Consigne - Reprenez le passage du texte sur la révolte des canuts allant de "La RÉVOLTE des" jusqu'à "associations revendicatives ouvrières.", en y remplaçant partout "grève" par "cessation du travail".
-------- Texte fourni
La RÉVOLTE des CANUTS de LYON en 1834
Depuis la révolte de 1831, les conditions de vie des ouvriers de la « Fabrique » lyonnaise n’ont pas changé, mais beaucoup rêvent d’une vie meilleure et le « mutuellisme » se développe. En février 1834 suite à un litige, les mutuellistes votent la grève et le 14 février 25000 métiers arrêtent de battre : la grève dure 8 jours. En mars le député-maire de Lyon Prunelle vote à l’Assemblée l’interdiction des associations revendicatives ouvrières.
Le déclenchement du mouvement
Des ouvriers accusés de « coalition » et d’avoir déclenché la grève de février doivent être jugés le 5 avril. Place St-Jean, au palais de justice, l’audience est houleuse et doit être reportée au 9 avril. Un détachement du 7° léger fraternise avec la foule.
Le commandant militaire à Lyon est depuis octobre 1832 le lieutenant-général Aymard ; à l’inverse de 1831, il dispose de beaucoup de troupes. ce sont les 6°, 21°, 27° et 28° régiments de ligne, le 7° léger, le 7°dragons et le 13° d’artillerie, qu’il place selon 3 lignes est-ouest :
1 au niveau de Bellecour,
2 du pont la Feuillée aux Brotteaux
3 de Vaise à St-Clair par les remparts de la Croix-Rousse ; de plus les ponts sont fermement tenus. Ce dispositif est en place au matin du 9 avril.
L’audience reprend place St-Jean occupée par une foule nombreuse. Dans un mouvement de foule un agent de police est tué d’un coup de feu ; les chasseurs du 7° léger tirent sur la foule. Des barricades s’élèvent dans les rues adjacentes.
La rébellion s’installe
L’insurrection se propage dans la ville comme une traînée de poudre. Les manifestants manquent de peu la prise de la préfecture place des Jacobins. La troupe dégage le passage de l’Argue au canon à mitraille et fait sauter une maison place de l’Hôpital. L’émeute s’étend aux autres quartiers, en particulier à la Croix-Rousse et aux pentes. La troupe de la caserne des Bernardines affronte les révoltés du plateau, tandis que dans les pentes les émeutiers enlèvent la caserne du Bon Pasteur.
----------------
-------- Relevé
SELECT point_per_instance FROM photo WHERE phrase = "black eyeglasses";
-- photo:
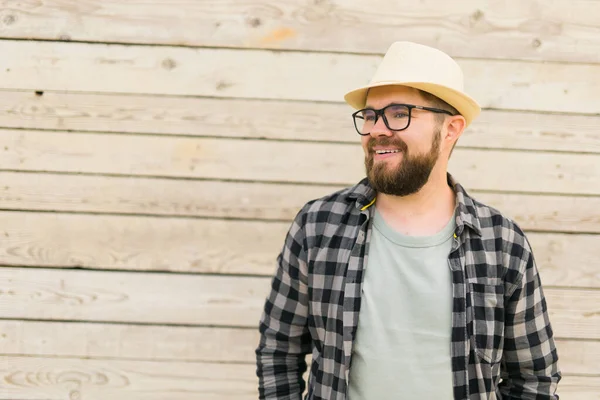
(396, 117)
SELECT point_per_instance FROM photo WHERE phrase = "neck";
(423, 213)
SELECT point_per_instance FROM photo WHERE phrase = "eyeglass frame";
(381, 113)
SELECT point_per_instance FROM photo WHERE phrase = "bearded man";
(404, 286)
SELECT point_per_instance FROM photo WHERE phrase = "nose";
(379, 129)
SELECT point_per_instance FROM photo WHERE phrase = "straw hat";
(421, 67)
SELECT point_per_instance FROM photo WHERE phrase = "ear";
(455, 126)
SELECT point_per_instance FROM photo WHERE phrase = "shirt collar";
(364, 197)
----------------
Réponse -
La RÉVOLTE des CANUTS de LYON en 1834
Depuis la révolte de 1831, les conditions de vie des ouvriers de la « Fabrique » lyonnaise n’ont pas changé, mais beaucoup rêvent d’une vie meilleure et le « mutuellisme » se développe. En février 1834 suite à un litige, les mutuellistes votent la cessation du travail et le 14 février 25000 métiers arrêtent de battre : la cessation du travail dure 8 jours. En mars le député-maire de Lyon Prunelle vote à l’Assemblée l’interdiction des associations revendicatives ouvrières.